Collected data
____
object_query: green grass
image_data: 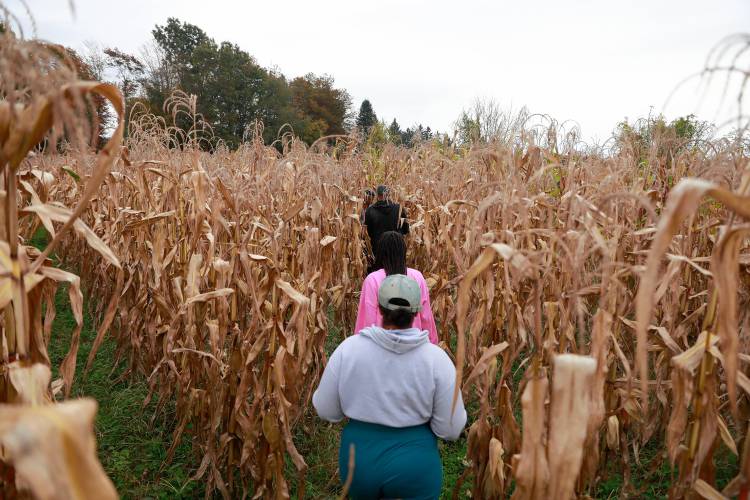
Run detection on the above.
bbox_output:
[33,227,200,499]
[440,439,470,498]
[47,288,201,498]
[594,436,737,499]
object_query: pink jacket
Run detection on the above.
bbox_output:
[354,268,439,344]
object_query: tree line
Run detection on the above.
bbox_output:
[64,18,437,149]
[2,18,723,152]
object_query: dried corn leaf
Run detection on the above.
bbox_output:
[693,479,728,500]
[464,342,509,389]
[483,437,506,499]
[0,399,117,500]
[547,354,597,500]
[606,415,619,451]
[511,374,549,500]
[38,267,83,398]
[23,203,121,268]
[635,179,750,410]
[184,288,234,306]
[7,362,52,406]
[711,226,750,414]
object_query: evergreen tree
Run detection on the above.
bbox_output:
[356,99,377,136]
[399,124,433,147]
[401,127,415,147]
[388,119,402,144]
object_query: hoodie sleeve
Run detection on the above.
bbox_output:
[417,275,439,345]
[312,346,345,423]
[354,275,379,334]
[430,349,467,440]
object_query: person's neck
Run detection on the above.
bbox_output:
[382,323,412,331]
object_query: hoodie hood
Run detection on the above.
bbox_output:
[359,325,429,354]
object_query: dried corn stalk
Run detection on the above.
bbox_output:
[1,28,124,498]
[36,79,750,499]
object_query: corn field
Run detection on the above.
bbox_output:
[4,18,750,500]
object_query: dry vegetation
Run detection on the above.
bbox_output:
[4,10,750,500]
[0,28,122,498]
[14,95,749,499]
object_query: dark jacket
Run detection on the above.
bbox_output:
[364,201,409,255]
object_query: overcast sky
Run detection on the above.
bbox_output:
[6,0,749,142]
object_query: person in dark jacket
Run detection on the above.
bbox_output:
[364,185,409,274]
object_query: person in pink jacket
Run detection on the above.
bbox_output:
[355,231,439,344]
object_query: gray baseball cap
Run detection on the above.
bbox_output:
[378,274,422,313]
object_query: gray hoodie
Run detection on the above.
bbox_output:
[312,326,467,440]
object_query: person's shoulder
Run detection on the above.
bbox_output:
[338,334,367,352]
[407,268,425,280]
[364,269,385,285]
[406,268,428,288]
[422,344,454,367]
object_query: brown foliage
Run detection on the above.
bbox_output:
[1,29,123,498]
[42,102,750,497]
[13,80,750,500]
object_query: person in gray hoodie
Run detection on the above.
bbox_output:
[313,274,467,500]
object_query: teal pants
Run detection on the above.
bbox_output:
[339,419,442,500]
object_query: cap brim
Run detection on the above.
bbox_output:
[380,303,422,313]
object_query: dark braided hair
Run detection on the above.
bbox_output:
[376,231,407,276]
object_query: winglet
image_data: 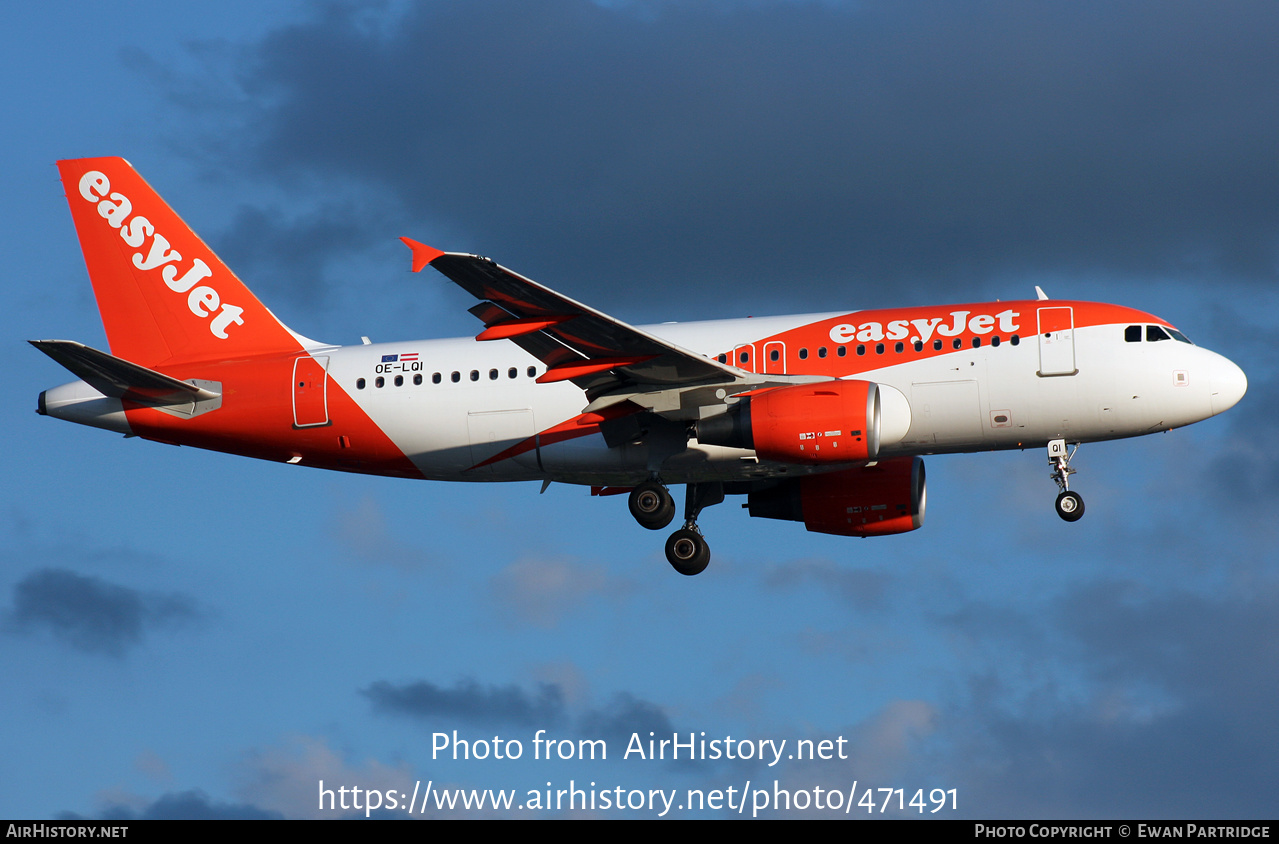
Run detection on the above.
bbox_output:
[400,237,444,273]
____
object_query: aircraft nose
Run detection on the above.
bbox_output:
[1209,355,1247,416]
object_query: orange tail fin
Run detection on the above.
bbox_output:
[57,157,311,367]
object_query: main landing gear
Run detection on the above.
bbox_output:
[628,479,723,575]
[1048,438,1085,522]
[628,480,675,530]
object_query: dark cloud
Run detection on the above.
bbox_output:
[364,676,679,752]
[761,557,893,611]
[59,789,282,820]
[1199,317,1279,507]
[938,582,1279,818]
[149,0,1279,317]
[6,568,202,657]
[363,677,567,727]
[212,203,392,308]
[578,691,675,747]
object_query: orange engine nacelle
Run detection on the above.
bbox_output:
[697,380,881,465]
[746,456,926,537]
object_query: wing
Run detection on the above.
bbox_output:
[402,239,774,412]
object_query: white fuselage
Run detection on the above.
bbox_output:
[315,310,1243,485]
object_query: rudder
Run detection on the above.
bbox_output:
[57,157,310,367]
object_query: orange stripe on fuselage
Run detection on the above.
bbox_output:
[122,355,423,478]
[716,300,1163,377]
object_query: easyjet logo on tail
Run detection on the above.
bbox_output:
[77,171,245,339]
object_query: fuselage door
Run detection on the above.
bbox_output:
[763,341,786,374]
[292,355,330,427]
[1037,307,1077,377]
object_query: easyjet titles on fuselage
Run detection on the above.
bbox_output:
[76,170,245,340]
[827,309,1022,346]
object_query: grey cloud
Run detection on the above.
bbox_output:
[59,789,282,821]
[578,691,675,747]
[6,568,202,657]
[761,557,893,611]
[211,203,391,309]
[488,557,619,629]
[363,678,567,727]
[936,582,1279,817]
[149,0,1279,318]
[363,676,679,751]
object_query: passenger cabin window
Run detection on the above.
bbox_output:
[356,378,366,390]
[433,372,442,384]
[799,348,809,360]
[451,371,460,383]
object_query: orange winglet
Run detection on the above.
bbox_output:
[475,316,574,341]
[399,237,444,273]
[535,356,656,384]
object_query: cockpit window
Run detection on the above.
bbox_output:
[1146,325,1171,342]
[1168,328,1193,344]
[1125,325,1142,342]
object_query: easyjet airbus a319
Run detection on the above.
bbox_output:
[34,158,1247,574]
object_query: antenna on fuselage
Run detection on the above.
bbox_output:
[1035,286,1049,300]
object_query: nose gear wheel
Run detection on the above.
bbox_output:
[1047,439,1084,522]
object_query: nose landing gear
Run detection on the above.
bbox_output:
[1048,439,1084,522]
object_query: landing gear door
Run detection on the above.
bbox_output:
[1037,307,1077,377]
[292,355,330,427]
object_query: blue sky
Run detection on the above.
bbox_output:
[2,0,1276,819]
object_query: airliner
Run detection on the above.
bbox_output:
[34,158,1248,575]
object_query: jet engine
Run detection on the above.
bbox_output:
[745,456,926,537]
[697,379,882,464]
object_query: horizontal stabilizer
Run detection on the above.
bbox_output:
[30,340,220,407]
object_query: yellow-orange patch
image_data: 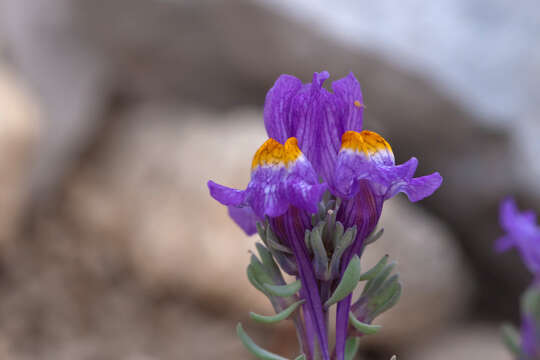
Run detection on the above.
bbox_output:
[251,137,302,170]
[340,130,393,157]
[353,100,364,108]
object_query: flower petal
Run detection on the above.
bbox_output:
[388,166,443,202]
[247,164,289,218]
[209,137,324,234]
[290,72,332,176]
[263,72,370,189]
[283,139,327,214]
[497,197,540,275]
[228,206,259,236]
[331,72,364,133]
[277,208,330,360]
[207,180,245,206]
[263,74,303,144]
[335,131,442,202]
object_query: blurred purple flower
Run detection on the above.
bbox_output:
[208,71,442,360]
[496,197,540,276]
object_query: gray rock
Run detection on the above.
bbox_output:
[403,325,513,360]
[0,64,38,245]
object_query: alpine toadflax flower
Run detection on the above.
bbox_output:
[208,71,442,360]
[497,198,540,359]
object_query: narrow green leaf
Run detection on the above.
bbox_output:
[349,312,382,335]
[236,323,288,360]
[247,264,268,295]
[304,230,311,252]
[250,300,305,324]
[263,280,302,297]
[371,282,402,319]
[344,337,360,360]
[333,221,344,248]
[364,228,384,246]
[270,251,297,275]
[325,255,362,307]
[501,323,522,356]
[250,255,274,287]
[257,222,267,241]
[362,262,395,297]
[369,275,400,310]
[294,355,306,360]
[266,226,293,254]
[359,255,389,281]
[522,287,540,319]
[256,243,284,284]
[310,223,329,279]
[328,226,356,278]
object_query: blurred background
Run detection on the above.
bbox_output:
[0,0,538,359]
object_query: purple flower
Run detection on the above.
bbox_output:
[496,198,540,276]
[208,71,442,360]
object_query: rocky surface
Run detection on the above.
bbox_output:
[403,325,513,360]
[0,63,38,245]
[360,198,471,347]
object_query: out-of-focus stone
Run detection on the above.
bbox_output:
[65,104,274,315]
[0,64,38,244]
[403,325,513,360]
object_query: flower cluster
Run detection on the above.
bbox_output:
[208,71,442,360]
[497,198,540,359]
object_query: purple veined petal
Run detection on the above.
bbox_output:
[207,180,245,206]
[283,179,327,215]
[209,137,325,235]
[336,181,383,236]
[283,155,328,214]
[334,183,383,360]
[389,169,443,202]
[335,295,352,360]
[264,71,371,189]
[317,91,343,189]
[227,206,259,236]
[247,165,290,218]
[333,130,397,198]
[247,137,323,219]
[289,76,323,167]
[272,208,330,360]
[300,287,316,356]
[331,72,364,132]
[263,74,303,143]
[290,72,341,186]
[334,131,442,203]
____
§ Task details
Among the lines of the data, find every one that holds "corn" and copy it.

§ Your response
object_query: dried corn leaf
object_query: dried corn stalk
object_query: corn field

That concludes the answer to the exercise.